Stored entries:
----

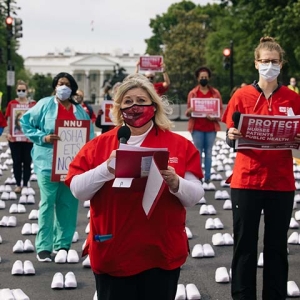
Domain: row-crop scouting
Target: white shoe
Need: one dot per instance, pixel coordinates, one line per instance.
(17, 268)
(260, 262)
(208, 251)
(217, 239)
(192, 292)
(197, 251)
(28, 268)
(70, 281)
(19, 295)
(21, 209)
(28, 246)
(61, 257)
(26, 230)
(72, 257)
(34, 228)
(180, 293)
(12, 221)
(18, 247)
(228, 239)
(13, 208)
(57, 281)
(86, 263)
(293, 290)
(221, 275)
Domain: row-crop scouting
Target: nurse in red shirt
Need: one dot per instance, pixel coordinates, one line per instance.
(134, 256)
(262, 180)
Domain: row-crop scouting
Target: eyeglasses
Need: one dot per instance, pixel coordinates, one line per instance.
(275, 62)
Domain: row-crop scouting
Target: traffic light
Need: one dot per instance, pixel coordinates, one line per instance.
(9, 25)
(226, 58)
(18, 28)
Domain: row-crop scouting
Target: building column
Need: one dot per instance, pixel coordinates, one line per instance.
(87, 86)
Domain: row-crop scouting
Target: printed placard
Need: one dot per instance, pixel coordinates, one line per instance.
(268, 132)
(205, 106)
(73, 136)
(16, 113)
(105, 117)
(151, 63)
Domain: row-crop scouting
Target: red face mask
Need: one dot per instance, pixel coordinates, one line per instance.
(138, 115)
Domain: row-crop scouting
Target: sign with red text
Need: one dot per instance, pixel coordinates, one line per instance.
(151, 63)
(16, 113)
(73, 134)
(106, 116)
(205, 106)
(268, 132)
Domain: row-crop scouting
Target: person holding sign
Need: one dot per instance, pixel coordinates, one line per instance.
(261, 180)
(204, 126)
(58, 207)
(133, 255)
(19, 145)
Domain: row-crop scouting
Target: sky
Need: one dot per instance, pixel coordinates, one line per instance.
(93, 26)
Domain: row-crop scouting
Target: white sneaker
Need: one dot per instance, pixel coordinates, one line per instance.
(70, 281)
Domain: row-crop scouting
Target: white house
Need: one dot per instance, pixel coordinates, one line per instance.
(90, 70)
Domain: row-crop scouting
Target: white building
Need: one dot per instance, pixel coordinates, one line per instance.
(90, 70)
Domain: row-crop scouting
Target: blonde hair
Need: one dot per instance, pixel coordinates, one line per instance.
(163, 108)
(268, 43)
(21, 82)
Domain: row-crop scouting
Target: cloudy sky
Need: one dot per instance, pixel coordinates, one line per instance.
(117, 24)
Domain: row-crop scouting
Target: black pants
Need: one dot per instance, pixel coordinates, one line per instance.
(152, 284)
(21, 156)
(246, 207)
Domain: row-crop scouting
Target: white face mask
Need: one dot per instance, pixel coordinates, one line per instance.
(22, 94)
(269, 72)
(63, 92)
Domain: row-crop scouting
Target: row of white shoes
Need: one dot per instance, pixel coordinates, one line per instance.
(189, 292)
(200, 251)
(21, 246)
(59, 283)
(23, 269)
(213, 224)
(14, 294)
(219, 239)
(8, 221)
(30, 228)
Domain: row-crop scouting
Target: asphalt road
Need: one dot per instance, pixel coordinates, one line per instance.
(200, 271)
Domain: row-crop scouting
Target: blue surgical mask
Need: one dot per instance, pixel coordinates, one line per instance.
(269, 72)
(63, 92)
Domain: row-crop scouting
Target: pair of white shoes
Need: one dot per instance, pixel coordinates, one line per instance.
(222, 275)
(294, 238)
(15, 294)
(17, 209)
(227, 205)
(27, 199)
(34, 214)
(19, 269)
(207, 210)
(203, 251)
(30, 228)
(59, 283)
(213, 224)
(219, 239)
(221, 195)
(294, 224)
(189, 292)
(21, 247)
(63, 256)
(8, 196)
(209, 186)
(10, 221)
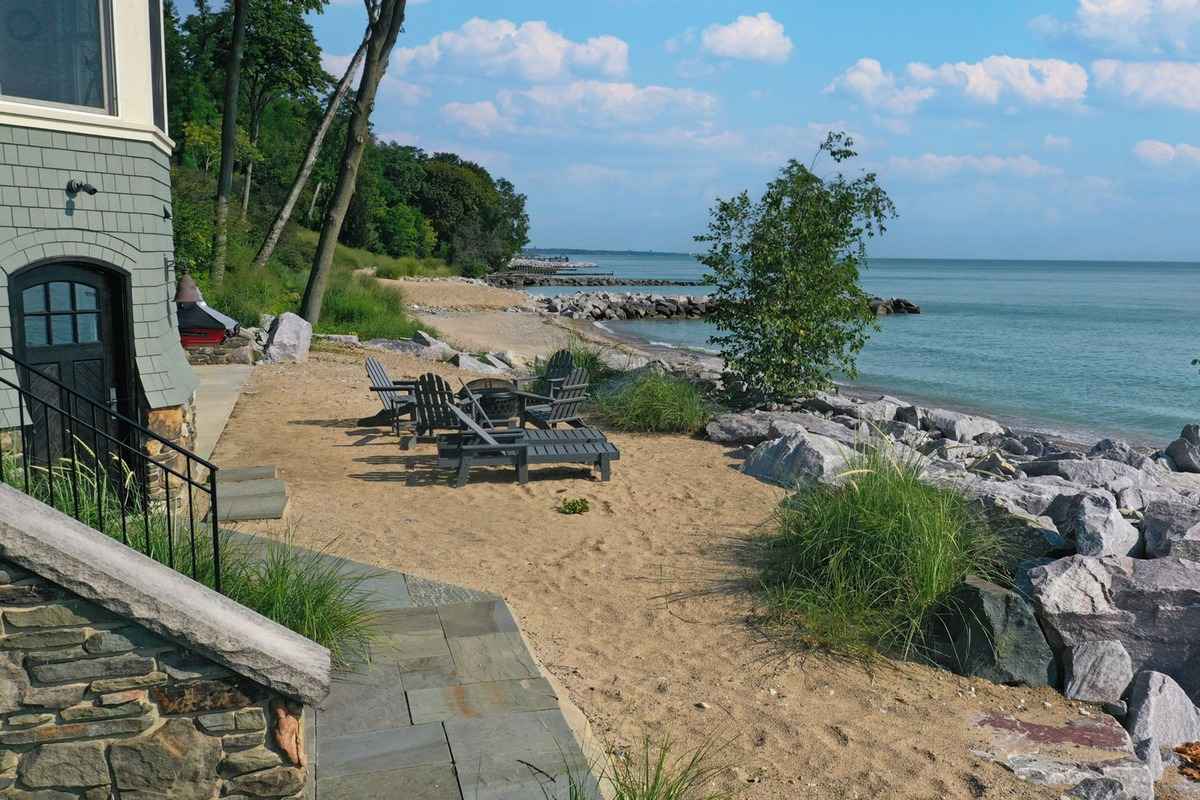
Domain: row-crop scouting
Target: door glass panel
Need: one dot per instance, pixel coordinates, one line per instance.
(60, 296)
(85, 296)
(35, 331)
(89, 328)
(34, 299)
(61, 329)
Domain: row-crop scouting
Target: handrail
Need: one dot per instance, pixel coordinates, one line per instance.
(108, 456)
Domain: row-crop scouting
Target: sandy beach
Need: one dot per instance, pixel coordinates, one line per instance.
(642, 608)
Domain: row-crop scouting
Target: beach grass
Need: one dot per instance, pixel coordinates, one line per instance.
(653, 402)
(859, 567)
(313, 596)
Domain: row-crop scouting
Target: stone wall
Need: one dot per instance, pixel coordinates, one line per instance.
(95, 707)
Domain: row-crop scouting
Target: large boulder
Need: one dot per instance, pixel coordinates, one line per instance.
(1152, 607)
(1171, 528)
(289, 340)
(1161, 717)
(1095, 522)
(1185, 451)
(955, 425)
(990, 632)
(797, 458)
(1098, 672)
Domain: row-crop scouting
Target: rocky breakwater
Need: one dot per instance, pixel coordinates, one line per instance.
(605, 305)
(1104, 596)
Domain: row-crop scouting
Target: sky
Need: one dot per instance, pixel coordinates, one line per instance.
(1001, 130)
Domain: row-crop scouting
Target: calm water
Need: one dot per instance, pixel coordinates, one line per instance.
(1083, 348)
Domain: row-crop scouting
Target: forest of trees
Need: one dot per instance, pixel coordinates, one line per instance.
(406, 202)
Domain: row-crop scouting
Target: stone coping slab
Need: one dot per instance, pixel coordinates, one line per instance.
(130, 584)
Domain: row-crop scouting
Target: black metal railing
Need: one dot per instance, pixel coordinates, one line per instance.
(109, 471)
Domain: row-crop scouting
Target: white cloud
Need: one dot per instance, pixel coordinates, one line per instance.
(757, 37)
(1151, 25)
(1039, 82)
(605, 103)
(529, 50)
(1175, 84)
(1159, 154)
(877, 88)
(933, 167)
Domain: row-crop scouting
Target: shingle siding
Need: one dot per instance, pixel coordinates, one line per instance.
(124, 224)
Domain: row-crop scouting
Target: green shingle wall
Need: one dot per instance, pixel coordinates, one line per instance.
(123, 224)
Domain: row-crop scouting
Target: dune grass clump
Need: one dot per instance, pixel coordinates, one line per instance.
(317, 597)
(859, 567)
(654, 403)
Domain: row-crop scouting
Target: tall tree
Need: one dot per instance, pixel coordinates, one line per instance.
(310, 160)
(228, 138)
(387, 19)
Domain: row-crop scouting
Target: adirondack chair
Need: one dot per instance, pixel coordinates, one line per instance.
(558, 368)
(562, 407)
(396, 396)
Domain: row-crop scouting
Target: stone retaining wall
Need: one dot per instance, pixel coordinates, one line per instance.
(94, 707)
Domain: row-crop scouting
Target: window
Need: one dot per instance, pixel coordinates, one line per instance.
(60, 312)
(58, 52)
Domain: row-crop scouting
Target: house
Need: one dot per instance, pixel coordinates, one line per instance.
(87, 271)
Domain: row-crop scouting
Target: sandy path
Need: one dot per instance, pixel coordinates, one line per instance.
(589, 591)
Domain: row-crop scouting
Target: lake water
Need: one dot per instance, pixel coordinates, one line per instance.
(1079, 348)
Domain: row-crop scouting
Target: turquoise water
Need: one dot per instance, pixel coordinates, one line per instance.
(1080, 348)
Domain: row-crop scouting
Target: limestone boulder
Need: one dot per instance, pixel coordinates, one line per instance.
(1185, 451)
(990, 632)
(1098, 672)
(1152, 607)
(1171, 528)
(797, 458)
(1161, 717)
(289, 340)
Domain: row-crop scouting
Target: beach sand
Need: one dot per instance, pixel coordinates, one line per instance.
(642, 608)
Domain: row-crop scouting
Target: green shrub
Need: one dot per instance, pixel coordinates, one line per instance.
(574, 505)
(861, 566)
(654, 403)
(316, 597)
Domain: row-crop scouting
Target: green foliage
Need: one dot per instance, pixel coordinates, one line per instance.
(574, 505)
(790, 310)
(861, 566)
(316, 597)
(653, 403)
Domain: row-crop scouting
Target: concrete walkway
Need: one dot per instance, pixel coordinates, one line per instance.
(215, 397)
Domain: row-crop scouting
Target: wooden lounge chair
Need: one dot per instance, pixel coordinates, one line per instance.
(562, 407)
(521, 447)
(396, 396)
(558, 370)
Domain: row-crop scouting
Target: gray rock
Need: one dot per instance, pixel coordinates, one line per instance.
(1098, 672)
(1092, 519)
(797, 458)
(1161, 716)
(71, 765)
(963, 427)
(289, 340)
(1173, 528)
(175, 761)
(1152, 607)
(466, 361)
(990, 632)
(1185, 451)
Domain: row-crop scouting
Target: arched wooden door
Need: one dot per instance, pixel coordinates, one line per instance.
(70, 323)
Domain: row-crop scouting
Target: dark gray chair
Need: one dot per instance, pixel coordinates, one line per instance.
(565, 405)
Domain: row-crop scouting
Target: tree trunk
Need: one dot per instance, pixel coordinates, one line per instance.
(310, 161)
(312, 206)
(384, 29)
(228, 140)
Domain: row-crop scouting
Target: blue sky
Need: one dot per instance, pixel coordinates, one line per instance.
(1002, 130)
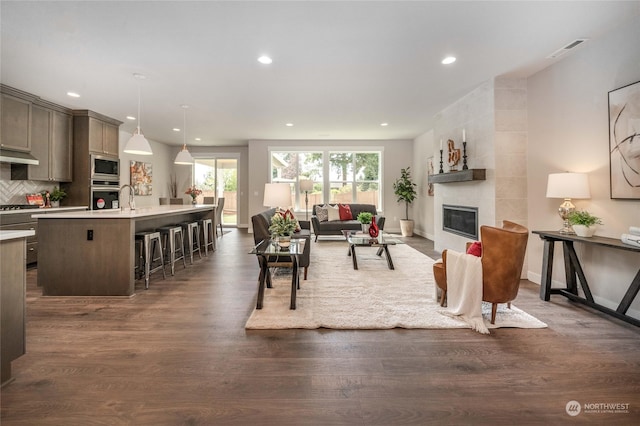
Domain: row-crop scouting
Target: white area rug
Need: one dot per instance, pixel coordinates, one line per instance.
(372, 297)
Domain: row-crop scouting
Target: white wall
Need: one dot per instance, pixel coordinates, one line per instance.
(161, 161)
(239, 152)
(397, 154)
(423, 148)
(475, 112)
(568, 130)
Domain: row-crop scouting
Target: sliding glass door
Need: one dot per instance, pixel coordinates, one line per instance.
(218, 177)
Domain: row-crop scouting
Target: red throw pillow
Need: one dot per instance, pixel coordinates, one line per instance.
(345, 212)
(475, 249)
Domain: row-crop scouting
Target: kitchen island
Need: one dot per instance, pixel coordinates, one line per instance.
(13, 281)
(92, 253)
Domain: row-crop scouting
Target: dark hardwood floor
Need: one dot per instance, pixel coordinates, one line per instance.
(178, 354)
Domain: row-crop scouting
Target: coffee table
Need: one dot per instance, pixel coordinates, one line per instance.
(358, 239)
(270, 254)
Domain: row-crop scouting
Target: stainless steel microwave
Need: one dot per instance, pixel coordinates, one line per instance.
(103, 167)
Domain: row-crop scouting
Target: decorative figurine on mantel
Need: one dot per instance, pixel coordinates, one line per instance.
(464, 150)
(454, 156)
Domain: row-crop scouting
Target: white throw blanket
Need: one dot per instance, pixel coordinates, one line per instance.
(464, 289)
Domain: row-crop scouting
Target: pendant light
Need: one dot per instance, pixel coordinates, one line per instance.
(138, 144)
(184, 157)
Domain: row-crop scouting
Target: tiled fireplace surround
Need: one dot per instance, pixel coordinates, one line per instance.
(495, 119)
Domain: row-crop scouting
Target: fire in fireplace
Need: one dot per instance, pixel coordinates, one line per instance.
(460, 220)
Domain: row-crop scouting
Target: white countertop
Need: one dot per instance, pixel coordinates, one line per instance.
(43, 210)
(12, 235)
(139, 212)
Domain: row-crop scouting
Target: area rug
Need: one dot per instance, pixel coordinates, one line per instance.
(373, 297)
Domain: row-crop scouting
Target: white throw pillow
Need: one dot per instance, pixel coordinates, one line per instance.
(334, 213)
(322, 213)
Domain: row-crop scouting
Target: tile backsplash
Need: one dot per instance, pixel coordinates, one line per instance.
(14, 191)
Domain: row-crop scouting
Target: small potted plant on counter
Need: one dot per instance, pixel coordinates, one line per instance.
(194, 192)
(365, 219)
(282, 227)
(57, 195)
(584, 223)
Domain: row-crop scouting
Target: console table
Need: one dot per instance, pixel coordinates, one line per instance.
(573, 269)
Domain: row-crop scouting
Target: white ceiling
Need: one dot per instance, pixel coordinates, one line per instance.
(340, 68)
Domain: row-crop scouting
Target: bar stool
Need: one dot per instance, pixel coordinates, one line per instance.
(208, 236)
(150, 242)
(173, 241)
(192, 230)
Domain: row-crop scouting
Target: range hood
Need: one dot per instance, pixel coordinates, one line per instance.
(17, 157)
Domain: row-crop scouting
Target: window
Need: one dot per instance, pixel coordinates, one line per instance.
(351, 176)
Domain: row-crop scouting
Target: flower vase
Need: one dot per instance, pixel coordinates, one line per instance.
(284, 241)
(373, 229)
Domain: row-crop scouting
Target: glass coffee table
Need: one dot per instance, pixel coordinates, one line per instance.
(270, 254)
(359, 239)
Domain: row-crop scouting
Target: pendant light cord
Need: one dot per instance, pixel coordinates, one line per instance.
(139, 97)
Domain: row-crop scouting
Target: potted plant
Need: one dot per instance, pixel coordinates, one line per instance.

----

* Goal of the exercise:
Report each line of the listing above that contains the string "coffee". Matching is case-sensitive.

* Reply to the exercise:
Target: coffee table
Target: glass coffee table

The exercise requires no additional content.